== DATA FOR PROCESSING ==

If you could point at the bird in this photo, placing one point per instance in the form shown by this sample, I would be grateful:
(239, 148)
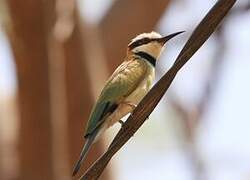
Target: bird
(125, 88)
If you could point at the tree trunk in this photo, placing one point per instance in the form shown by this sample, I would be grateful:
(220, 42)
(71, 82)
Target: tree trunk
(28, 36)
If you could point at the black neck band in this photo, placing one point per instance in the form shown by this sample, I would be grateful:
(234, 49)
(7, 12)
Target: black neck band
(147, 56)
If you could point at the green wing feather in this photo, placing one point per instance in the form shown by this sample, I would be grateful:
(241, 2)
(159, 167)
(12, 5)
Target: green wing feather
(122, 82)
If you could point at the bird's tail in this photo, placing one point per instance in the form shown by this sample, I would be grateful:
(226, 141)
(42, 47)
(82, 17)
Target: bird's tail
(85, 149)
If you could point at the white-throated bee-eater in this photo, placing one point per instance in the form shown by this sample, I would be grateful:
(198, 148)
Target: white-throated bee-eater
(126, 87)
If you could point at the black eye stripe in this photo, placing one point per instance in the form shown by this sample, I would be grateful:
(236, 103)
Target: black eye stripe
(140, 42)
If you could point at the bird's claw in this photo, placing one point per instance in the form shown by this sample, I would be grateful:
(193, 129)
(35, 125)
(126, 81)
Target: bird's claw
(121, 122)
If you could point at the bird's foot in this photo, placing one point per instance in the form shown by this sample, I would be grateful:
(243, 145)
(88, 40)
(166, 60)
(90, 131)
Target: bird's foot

===
== DATA FOR PROCESSING ==

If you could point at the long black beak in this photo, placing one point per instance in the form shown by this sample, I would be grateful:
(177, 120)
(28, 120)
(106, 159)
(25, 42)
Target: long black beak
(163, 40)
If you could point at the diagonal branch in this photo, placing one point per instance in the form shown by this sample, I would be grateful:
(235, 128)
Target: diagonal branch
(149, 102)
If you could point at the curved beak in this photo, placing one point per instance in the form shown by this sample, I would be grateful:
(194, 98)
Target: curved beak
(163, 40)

===

Start with the line with "If you could point at the bird in" in the listing above and stop after the line with "If you could point at the bird's foot". Write out exactly the lines in that stretch and no others, without pictures.

## TASK RESULT
If you could point at the bird in this photo, placing one point per instance in the form shown by this sample, I would be grateful:
(239, 148)
Target: bird
(125, 88)
If you could point at the tree trunk in this photo, placing one point per instance in the form shown by this sample, I would be grateful:
(220, 42)
(71, 82)
Target: tree trunk
(28, 36)
If you could point at the black neck band in this photo, placing one point per instance in the form shown by this sample, I would be grateful:
(234, 49)
(7, 12)
Target: black neck band
(147, 56)
If you could point at the green wing feather in this photo, placing one point per instance in the form shown by this sample, I would be grateful:
(241, 2)
(159, 167)
(12, 5)
Target: green wing feather
(122, 82)
If you could point at the bird's tail in this photo, placing one point per instance in the form shown by this sample, I would be grateful:
(226, 141)
(42, 47)
(82, 17)
Target: bird's tail
(85, 149)
If you could point at the white-throated bee-eater in this photo, placing one point per instance in the form shown by this sample, I would be grateful:
(198, 148)
Target: white-throated bee-eater
(126, 87)
If you could point at the black eye stripe in this photo, placing one point per instance in the form shown by this sample, I would be grateful:
(236, 103)
Target: black eye stripe
(140, 42)
If you could point at the bird's claw in this photo, placing one point per instance in the form shown by this sample, I would be grateful:
(193, 129)
(35, 125)
(126, 81)
Target: bird's claw
(121, 122)
If you could point at the bird's foot in this photo, placing one point per instance in the form shown by this sample, I would be grateful:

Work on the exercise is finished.